── Available data
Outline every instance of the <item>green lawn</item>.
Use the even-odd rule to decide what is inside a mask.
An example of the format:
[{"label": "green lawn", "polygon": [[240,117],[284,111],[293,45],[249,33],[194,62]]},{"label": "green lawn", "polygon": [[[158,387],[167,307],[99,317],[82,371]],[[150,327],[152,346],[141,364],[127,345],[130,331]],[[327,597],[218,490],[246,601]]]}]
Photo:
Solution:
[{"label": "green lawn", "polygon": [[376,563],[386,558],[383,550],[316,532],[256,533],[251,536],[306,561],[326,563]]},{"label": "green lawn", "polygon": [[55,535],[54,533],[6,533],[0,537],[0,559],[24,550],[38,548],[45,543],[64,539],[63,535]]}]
────
Given task:
Rewrite the material above as a numbered list with one entry per line, omitting any blank lines.

Solution for this problem:
1. Outline every instance of the <item>green lawn</item>.
2. Use the even-odd rule to decide what is inside a mask.
3. An example of the format:
4. [{"label": "green lawn", "polygon": [[240,117],[284,111],[293,45],[249,33],[194,62]]},{"label": "green lawn", "polygon": [[[158,387],[167,307],[99,317],[82,371]],[[150,327],[152,346],[141,364],[127,345],[130,331]],[[327,597],[218,490],[246,601]]]}]
5. Photo:
6. Solution:
7. [{"label": "green lawn", "polygon": [[376,563],[386,558],[383,550],[316,532],[256,533],[251,536],[306,561],[326,563]]},{"label": "green lawn", "polygon": [[55,535],[54,533],[6,533],[0,537],[0,559],[24,550],[38,548],[45,543],[64,539],[63,535]]}]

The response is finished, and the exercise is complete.